* _RECORDS SUPPLIED_:
..........

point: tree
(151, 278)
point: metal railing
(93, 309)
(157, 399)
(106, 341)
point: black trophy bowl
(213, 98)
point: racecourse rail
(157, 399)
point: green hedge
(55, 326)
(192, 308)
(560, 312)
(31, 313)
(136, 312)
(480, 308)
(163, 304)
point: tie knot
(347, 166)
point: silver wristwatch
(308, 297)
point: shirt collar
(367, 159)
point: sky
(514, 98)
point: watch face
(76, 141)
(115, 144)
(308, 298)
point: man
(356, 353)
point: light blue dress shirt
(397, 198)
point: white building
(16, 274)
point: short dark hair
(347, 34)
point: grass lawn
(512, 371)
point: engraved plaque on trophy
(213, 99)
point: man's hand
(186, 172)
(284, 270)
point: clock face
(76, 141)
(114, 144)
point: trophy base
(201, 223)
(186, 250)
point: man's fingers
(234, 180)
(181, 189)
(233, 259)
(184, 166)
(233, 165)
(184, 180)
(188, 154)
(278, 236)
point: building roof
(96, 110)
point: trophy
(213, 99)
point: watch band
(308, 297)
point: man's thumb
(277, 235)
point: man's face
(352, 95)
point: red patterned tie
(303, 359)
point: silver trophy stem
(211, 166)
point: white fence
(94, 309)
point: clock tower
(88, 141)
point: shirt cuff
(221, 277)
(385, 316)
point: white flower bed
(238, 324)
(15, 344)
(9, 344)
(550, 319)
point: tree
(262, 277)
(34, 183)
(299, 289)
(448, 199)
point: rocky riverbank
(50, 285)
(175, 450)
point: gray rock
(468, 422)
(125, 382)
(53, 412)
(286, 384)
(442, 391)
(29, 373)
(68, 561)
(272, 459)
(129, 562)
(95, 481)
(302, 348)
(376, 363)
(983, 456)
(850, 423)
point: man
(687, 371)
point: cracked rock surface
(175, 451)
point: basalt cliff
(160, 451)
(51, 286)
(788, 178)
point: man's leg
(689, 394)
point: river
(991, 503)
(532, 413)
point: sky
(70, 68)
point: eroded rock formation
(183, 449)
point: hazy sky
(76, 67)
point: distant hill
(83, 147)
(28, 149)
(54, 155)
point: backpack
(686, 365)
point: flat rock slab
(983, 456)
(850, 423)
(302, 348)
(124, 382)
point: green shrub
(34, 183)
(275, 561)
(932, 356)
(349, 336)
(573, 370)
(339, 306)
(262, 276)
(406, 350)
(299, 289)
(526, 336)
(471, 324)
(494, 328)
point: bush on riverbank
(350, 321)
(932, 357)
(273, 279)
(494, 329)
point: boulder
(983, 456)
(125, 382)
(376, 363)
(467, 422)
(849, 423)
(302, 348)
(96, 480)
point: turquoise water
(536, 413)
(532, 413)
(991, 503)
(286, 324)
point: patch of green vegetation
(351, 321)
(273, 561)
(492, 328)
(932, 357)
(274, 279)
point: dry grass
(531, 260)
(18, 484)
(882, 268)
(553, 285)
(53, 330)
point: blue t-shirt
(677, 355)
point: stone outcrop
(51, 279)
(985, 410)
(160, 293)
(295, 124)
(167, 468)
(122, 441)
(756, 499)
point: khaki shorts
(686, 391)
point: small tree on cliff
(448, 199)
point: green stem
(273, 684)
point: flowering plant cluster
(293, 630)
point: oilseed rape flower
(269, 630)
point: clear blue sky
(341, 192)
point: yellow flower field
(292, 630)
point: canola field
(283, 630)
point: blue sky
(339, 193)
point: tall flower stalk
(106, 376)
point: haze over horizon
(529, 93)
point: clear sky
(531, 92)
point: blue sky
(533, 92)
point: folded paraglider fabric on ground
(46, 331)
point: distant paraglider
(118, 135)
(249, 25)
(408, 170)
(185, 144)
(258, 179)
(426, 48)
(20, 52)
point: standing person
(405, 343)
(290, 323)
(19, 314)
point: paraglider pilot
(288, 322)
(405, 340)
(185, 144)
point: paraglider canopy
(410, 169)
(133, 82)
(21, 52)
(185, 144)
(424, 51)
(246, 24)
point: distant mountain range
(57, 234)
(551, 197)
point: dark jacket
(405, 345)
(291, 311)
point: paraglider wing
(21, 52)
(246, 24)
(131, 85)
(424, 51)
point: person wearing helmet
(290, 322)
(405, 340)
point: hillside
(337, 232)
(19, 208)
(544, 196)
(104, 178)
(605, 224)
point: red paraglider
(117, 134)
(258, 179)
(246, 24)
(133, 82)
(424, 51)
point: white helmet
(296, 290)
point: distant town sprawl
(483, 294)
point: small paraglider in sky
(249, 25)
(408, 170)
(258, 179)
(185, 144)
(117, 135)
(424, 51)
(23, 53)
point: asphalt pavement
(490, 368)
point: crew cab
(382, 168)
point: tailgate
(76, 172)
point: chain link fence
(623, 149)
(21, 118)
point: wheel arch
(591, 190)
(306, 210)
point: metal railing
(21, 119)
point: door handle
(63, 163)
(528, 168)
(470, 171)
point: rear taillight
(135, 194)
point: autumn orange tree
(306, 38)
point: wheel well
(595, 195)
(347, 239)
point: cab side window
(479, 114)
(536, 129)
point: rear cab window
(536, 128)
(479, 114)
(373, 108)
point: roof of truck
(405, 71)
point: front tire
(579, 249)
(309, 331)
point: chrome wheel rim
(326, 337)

..........

* _WRITTEN REQUEST_: Using the data above, reproduce every line exactly.

* _SOLUTION BELOW_:
point: tree
(151, 278)
point: metal railing
(93, 309)
(157, 399)
(106, 341)
point: black trophy bowl
(213, 98)
point: racecourse rail
(157, 399)
point: green hedge
(55, 326)
(192, 308)
(560, 312)
(31, 313)
(136, 312)
(480, 308)
(163, 304)
point: tie knot
(347, 166)
point: silver wristwatch
(308, 297)
point: shirt collar
(367, 159)
point: sky
(514, 98)
point: watch face
(76, 141)
(115, 144)
(308, 298)
point: man
(356, 353)
point: light blue dress shirt
(397, 198)
point: white building
(16, 274)
point: short dark hair
(347, 34)
point: grass lawn
(512, 371)
point: engraved plaque on trophy
(213, 99)
point: man's hand
(186, 172)
(284, 270)
point: clock face
(76, 141)
(114, 144)
point: trophy base
(201, 223)
(186, 250)
point: man's fingers
(234, 180)
(181, 189)
(233, 259)
(184, 166)
(233, 165)
(184, 180)
(188, 154)
(278, 236)
point: building roof
(96, 110)
point: trophy
(213, 99)
point: watch band
(308, 297)
point: man's thumb
(277, 235)
point: man's face
(352, 95)
point: red patterned tie
(303, 359)
point: silver trophy stem
(211, 166)
point: white fence
(94, 309)
point: clock tower
(88, 141)
point: shirt cuff
(221, 277)
(385, 316)
point: white flower bed
(238, 324)
(15, 344)
(9, 344)
(550, 319)
point: tree
(262, 277)
(34, 183)
(299, 289)
(448, 199)
point: rocky riverbank
(50, 285)
(175, 450)
point: gray rock
(468, 422)
(125, 382)
(53, 412)
(286, 384)
(442, 391)
(29, 373)
(68, 561)
(272, 459)
(129, 562)
(95, 481)
(302, 348)
(376, 363)
(983, 456)
(850, 423)
point: man
(687, 371)
point: cracked rock surface
(175, 451)
point: basalt cliff
(160, 451)
(51, 286)
(788, 178)
point: man's leg
(689, 394)
point: river
(991, 503)
(532, 413)
point: sky
(70, 68)
point: eroded rock formation
(183, 449)
point: hazy sky
(76, 67)
point: distant hill
(83, 147)
(28, 149)
(54, 155)
point: backpack
(686, 365)
point: flat rock slab
(983, 456)
(850, 423)
(302, 348)
(124, 382)
point: green shrub
(34, 183)
(275, 561)
(932, 356)
(349, 336)
(573, 370)
(339, 306)
(262, 276)
(406, 350)
(299, 289)
(526, 336)
(471, 324)
(494, 328)
point: bush on riverbank
(350, 321)
(932, 357)
(273, 279)
(494, 329)
point: boulder
(983, 456)
(125, 382)
(376, 363)
(467, 422)
(849, 423)
(302, 348)
(96, 480)
point: turquoise water
(536, 413)
(532, 413)
(991, 503)
(286, 324)
point: patch of green vegetation
(351, 321)
(273, 561)
(492, 328)
(932, 357)
(274, 279)
point: dry grass
(531, 260)
(18, 484)
(882, 268)
(553, 285)
(53, 330)
point: blue t-shirt
(677, 355)
point: stone outcrop
(51, 279)
(985, 410)
(160, 293)
(295, 124)
(167, 468)
(122, 441)
(756, 499)
point: khaki shorts
(686, 391)
point: small tree on cliff
(448, 199)
point: green stem
(273, 684)
point: flowering plant cluster
(293, 630)
point: oilseed rape flower
(269, 630)
point: clear blue sky
(341, 192)
point: yellow flower field
(292, 630)
point: canola field
(283, 630)
point: blue sky
(339, 193)
point: tall flower stalk
(106, 376)
point: haze over horizon
(529, 93)
point: clear sky
(531, 92)
point: blue sky
(533, 92)
point: folded paraglider fabric on ground
(46, 331)
point: distant paraglider
(118, 135)
(249, 25)
(408, 170)
(185, 144)
(258, 179)
(426, 48)
(20, 52)
point: standing person
(405, 343)
(290, 323)
(19, 314)
point: paraglider pilot
(288, 322)
(405, 340)
(185, 144)
point: paraglider canopy
(410, 169)
(133, 82)
(21, 52)
(185, 144)
(424, 51)
(246, 24)
point: distant mountain range
(57, 234)
(551, 197)
point: dark jacket
(405, 345)
(291, 311)
point: paraglider wing
(21, 52)
(246, 24)
(131, 85)
(424, 51)
point: person wearing helmet
(290, 322)
(405, 340)
point: hillside
(337, 232)
(19, 208)
(544, 196)
(104, 178)
(605, 224)
point: red paraglider
(117, 134)
(258, 179)
(246, 24)
(133, 82)
(424, 51)
point: white helmet
(296, 290)
point: distant town sprawl
(483, 294)
point: small paraglider in sky
(249, 25)
(408, 170)
(258, 179)
(185, 144)
(117, 135)
(424, 51)
(23, 53)
point: asphalt pavement
(490, 368)
point: crew cab
(382, 168)
point: tailgate
(76, 172)
point: chain link fence
(623, 149)
(21, 118)
point: wheel arch
(591, 190)
(306, 210)
point: metal railing
(21, 119)
point: door handle
(63, 163)
(528, 168)
(470, 171)
point: rear taillight
(135, 194)
point: autumn orange tree
(306, 38)
point: wheel well
(595, 195)
(347, 239)
point: cab side window
(479, 114)
(536, 129)
point: rear cab window
(536, 128)
(479, 114)
(373, 108)
point: roof of truck
(405, 71)
point: front tire
(579, 249)
(309, 331)
point: chrome wheel rim
(326, 337)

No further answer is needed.